The text of every record, exactly as given and with no pictures, should be your output.

○ ○ ○ ○ ○ ○ ○

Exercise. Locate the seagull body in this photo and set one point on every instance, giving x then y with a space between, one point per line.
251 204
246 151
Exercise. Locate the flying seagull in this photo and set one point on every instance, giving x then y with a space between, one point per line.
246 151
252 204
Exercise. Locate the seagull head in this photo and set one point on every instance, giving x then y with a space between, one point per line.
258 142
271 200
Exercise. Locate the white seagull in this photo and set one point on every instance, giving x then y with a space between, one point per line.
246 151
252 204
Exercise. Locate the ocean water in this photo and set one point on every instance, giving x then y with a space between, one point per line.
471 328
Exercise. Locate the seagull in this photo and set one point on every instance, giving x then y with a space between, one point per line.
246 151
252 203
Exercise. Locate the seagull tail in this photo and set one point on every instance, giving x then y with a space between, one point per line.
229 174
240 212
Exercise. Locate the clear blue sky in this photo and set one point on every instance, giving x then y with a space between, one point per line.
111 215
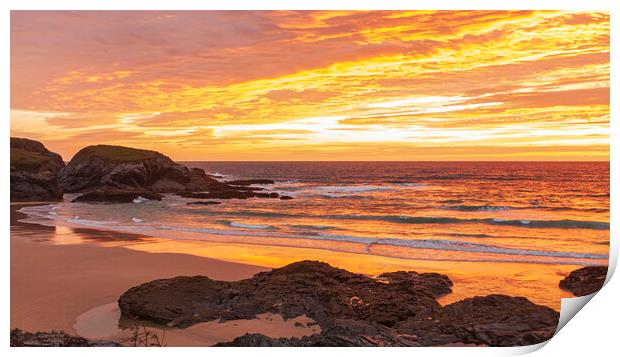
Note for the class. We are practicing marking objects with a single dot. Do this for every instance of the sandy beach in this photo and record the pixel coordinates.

○ ○ ○ ○ ○ ○ ○

Task result:
Exercise. Locate the seagull body in this photo and set one point on every instance, giving x then y with a space between, one point per line.
251 204
246 151
Exercise. Locate the flying seagull in this photo and set one point on every instance, giving x then y with a space between, one point per line.
246 151
252 204
Exercise. Locate the seagull head in this photo and set one point on every instance, giving x then y with a space between, one point per line.
258 142
271 200
Exercise. Locate the white seagull in this photo and set one point on every instance, giving x then y with a space between, one point per line.
246 151
252 204
Exercise. Locate the ocean water in this photo and set one point on every instance, giving x then y with a space between, one point per line.
471 328
Exercise. Locate the seagull in this photo and set one point on every instance, giving x then y with a space between, one point per line.
246 151
252 203
Exercise. Locate the seagull tail in this photo and set one point on every instance, giving x then y with a space between, one point per line.
229 174
240 212
Exercise. Locate the clear blue sky in this photo and set one point on every instance, giving x then y with a space between, one point per line.
111 215
Note for the class. We are practicing marking objects with a single dot. Do this for every instance of the sandy beach in this photo and record the pixel coordinates.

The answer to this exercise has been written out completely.